**Task to complete:** Print exactly those lines that run from the beginning of the data to the line bearing "Where can you find the black bag", inclusive.

───── Input for this task ─────

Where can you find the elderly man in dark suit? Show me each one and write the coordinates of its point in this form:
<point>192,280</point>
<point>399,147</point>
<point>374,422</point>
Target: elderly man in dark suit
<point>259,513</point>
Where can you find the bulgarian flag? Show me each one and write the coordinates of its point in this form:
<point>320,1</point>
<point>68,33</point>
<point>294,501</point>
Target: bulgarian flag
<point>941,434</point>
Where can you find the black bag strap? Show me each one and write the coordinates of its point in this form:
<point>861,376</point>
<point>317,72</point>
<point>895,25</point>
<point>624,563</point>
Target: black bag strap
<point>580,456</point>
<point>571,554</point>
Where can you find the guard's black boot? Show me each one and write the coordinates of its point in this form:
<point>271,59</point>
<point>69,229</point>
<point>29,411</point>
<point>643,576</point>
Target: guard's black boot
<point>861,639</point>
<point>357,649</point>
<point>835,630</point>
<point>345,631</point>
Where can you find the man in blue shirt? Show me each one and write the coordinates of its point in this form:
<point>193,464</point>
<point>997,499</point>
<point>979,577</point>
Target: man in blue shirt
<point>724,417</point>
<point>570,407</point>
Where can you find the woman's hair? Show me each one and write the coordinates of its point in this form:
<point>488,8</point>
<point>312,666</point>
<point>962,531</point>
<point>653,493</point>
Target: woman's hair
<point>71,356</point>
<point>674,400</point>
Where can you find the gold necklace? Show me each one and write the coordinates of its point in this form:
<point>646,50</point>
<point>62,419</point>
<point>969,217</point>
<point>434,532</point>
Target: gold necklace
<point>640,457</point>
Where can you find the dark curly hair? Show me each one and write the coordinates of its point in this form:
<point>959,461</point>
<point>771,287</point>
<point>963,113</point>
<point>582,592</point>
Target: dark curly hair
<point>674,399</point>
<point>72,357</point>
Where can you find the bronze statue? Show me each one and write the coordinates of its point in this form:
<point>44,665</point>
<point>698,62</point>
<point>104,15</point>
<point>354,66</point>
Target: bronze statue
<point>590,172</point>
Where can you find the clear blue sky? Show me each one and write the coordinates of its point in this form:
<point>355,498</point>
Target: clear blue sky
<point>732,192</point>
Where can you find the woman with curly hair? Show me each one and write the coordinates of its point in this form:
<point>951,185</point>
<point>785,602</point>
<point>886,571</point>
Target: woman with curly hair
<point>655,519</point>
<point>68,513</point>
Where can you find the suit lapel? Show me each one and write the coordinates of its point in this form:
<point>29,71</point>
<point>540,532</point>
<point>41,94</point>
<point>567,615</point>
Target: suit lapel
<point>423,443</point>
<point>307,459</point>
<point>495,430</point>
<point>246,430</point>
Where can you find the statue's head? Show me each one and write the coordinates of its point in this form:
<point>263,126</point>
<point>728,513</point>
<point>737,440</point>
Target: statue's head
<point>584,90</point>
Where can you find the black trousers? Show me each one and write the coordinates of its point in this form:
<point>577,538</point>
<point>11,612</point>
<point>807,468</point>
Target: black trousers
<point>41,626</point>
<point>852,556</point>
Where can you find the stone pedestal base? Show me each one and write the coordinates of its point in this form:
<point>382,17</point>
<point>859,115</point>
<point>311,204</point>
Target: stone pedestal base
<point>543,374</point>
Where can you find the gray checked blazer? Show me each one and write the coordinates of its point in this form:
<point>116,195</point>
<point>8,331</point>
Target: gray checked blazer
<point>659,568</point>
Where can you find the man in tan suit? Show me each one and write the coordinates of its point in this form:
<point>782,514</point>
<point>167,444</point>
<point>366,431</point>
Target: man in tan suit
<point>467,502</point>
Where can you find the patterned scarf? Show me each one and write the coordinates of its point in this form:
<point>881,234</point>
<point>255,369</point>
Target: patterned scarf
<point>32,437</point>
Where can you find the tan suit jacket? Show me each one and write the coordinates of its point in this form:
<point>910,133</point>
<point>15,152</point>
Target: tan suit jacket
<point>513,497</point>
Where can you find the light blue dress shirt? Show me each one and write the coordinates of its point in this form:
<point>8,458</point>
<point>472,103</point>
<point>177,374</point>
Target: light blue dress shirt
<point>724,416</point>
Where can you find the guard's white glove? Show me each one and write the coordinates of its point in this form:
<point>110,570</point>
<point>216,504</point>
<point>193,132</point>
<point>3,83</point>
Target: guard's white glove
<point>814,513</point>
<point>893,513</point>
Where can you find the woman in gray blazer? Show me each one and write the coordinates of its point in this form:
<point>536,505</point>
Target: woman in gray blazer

─────

**Exercise output:**
Where can you find the elderly man in dark suit? Show me each one and write the coordinates of its point in this form:
<point>192,280</point>
<point>399,147</point>
<point>374,422</point>
Target: elderly man in dark suit
<point>259,513</point>
Where can you find the bulgarian flag? Show me each one and write the coordinates of its point in this form:
<point>320,1</point>
<point>68,33</point>
<point>294,501</point>
Target: bulgarian flag
<point>941,434</point>
Where can you find the black bag strap? Show me each one and write the coordinates of its point in this form:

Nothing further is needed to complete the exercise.